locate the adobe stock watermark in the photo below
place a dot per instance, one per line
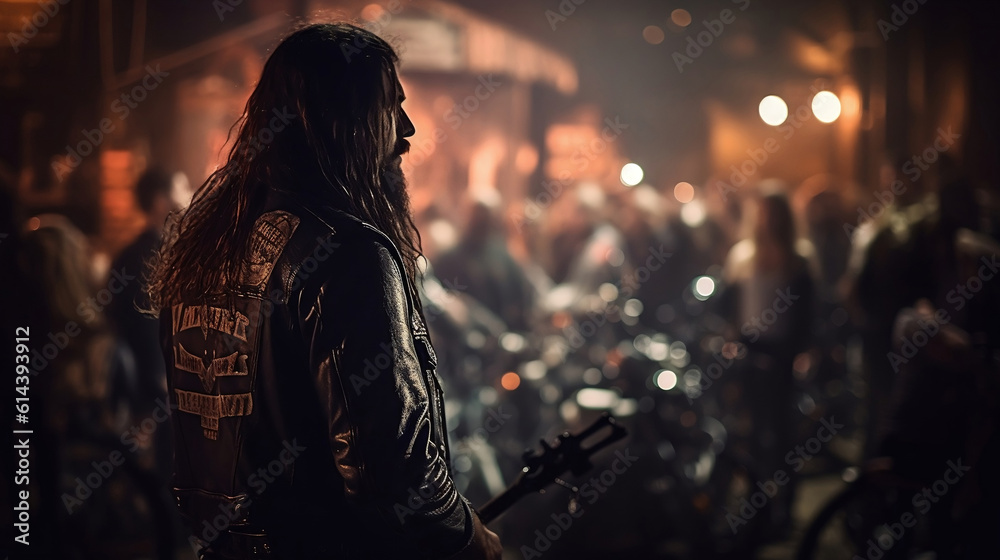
(928, 328)
(455, 117)
(893, 532)
(591, 491)
(796, 459)
(122, 107)
(914, 168)
(47, 9)
(704, 39)
(580, 160)
(901, 14)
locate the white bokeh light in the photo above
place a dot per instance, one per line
(773, 110)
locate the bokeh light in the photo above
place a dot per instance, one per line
(510, 381)
(704, 287)
(666, 379)
(826, 106)
(631, 174)
(773, 110)
(684, 192)
(680, 17)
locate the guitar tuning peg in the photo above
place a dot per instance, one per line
(566, 485)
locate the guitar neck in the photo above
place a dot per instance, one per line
(500, 503)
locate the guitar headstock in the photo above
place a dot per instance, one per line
(567, 454)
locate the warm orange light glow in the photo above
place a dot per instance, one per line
(372, 12)
(680, 17)
(652, 34)
(510, 381)
(683, 192)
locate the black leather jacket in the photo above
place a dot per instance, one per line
(306, 405)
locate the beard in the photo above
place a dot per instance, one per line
(395, 188)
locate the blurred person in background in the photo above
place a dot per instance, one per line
(75, 380)
(943, 401)
(768, 299)
(481, 266)
(293, 331)
(139, 331)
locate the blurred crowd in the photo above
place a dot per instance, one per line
(709, 319)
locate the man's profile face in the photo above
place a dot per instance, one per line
(402, 128)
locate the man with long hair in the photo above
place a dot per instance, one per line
(308, 417)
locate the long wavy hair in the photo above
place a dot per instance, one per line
(320, 122)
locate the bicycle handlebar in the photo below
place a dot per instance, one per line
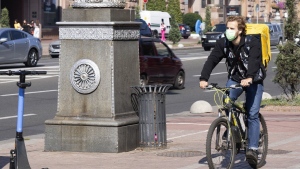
(22, 72)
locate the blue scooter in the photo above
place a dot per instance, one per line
(18, 156)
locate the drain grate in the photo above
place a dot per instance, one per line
(270, 151)
(181, 153)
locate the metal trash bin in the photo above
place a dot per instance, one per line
(152, 115)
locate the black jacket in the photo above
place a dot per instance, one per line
(252, 67)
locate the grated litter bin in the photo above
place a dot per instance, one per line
(152, 115)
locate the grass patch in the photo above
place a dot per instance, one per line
(282, 101)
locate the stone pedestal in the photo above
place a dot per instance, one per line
(98, 63)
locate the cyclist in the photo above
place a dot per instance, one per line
(244, 69)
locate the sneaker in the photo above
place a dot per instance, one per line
(251, 157)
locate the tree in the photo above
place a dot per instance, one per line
(4, 18)
(288, 60)
(156, 5)
(174, 10)
(207, 20)
(137, 13)
(174, 34)
(190, 19)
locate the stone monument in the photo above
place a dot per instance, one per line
(99, 62)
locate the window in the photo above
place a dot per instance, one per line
(17, 35)
(5, 35)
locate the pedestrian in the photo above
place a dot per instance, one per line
(17, 25)
(243, 68)
(32, 27)
(26, 26)
(162, 31)
(36, 32)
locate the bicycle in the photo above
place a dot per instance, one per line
(18, 155)
(221, 145)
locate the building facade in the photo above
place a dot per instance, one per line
(48, 12)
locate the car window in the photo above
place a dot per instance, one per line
(17, 35)
(147, 48)
(162, 50)
(219, 28)
(275, 28)
(5, 35)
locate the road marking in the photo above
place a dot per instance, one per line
(10, 117)
(192, 124)
(212, 74)
(45, 91)
(188, 135)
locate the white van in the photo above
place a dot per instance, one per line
(155, 18)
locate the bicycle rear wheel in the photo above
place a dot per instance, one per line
(263, 142)
(219, 153)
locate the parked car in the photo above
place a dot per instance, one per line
(17, 46)
(159, 65)
(276, 35)
(209, 39)
(54, 49)
(185, 30)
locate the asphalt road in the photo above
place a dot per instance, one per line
(41, 97)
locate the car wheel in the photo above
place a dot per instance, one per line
(207, 48)
(32, 58)
(179, 80)
(143, 80)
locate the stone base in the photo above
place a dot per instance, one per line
(105, 136)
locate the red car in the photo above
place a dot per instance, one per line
(159, 65)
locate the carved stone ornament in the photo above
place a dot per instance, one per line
(85, 76)
(95, 33)
(99, 4)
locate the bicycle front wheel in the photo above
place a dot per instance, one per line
(220, 153)
(263, 142)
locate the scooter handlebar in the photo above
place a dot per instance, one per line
(22, 72)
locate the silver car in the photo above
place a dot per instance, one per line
(54, 49)
(17, 46)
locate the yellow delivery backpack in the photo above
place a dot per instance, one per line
(261, 31)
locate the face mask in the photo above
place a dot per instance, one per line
(230, 34)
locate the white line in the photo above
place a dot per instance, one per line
(10, 117)
(191, 123)
(188, 134)
(45, 91)
(212, 74)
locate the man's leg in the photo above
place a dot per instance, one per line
(253, 100)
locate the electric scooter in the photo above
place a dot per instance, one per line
(18, 156)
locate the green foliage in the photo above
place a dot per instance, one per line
(288, 70)
(207, 21)
(4, 18)
(174, 34)
(174, 10)
(156, 5)
(288, 60)
(190, 19)
(292, 26)
(137, 13)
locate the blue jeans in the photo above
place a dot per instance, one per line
(253, 99)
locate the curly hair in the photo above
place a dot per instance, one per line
(241, 23)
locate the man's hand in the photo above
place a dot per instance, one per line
(203, 84)
(246, 82)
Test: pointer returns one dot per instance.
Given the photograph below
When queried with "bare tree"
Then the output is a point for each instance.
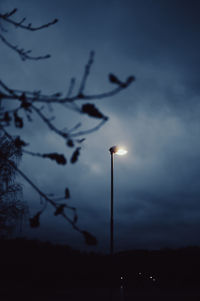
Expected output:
(12, 208)
(34, 102)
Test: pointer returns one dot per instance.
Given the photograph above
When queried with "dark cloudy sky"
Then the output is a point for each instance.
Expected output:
(157, 191)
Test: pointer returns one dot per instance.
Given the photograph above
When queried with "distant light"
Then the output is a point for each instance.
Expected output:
(118, 150)
(121, 151)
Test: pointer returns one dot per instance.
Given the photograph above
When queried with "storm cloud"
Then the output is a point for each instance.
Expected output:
(157, 190)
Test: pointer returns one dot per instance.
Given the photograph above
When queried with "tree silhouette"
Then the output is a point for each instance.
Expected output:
(12, 208)
(31, 103)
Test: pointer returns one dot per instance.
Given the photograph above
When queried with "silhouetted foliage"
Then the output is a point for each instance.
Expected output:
(12, 208)
(31, 103)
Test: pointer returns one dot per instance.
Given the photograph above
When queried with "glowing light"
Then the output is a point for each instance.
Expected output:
(121, 151)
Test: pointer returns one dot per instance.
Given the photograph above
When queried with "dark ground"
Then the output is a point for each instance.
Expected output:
(32, 270)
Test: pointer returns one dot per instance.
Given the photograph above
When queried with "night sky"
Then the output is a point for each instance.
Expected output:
(157, 191)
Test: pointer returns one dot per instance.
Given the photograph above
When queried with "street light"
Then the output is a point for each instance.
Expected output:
(118, 151)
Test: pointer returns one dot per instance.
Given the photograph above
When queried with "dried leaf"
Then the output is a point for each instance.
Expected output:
(75, 155)
(59, 158)
(92, 111)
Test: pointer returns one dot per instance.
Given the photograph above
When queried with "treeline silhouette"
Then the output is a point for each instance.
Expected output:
(35, 264)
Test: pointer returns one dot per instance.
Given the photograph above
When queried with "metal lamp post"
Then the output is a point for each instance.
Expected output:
(118, 151)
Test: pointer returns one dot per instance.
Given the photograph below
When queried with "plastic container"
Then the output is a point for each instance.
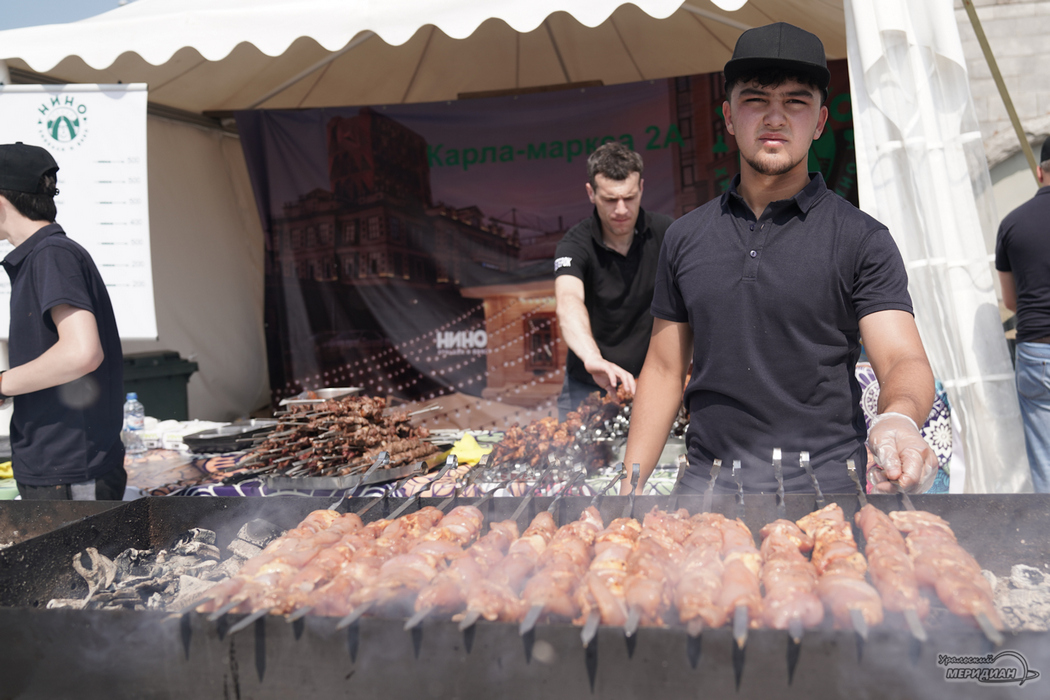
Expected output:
(134, 422)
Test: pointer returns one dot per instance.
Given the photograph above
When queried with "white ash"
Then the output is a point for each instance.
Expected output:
(1023, 598)
(168, 578)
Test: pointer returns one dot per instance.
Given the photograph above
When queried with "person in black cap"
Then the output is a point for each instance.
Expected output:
(605, 268)
(769, 290)
(1023, 261)
(66, 376)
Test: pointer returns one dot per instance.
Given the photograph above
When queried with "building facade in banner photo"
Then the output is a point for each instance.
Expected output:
(410, 248)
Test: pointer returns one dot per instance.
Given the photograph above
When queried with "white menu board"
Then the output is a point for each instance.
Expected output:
(97, 134)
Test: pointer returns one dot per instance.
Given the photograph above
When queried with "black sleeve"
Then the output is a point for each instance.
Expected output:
(571, 257)
(668, 302)
(60, 279)
(1002, 256)
(881, 281)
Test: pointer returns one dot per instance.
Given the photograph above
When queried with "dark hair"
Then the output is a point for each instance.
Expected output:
(39, 207)
(775, 78)
(613, 161)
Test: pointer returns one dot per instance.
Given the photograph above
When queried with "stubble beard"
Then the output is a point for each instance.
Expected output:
(774, 168)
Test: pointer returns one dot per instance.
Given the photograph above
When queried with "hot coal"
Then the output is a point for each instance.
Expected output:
(166, 578)
(1023, 598)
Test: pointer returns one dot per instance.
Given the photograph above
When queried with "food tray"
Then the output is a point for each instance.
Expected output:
(226, 438)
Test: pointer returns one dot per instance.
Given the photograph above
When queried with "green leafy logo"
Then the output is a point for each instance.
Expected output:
(63, 122)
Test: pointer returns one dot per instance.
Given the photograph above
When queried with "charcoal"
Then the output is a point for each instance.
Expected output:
(1026, 577)
(244, 550)
(258, 532)
(134, 563)
(198, 549)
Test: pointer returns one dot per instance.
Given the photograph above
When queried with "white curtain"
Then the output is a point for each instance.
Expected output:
(922, 171)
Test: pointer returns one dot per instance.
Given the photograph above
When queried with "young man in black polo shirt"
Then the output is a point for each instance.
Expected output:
(605, 268)
(769, 290)
(66, 375)
(1023, 261)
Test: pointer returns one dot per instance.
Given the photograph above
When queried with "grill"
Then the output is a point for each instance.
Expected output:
(66, 653)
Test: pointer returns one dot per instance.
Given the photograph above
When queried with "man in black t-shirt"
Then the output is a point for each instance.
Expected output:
(604, 273)
(1023, 261)
(66, 375)
(768, 290)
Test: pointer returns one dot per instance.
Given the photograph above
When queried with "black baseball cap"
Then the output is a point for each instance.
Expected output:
(22, 166)
(779, 45)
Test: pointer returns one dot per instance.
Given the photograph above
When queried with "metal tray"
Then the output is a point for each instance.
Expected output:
(104, 654)
(225, 438)
(323, 395)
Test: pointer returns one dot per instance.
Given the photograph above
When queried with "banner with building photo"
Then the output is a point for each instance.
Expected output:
(410, 248)
(97, 133)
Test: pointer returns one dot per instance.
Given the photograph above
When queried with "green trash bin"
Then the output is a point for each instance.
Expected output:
(160, 380)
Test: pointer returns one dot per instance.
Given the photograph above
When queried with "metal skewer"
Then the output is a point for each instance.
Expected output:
(635, 474)
(471, 617)
(590, 627)
(449, 463)
(795, 630)
(531, 491)
(740, 626)
(910, 615)
(224, 610)
(860, 624)
(258, 614)
(740, 614)
(710, 492)
(803, 460)
(778, 471)
(528, 622)
(618, 476)
(633, 619)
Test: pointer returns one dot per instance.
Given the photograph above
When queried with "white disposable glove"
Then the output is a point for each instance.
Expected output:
(903, 460)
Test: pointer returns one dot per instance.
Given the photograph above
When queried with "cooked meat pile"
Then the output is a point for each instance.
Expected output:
(669, 568)
(338, 438)
(574, 441)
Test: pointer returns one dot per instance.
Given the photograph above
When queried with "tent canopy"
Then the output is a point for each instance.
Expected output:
(218, 56)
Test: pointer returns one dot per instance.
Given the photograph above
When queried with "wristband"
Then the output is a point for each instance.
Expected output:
(878, 418)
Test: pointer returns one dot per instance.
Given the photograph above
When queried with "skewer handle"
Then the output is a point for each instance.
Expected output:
(710, 493)
(860, 624)
(590, 628)
(778, 472)
(740, 626)
(852, 470)
(258, 614)
(469, 620)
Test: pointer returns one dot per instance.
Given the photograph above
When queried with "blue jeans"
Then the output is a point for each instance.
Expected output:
(1033, 394)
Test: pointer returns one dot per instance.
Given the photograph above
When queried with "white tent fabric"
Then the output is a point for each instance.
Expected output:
(922, 171)
(227, 55)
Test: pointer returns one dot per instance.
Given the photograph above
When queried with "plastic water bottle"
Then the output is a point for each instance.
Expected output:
(134, 419)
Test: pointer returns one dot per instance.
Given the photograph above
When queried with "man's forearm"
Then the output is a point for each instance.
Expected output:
(574, 323)
(907, 388)
(77, 353)
(652, 414)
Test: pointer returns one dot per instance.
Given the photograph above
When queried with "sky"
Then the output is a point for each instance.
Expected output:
(16, 14)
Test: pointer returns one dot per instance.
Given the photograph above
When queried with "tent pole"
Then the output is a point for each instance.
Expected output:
(314, 68)
(993, 66)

● Aim of the exercise: Pull out every line of the material above that contains the word "jeans", and copy each one in full.

● Result:
locate the blue jeans in the photo above
When queried with "blue jeans"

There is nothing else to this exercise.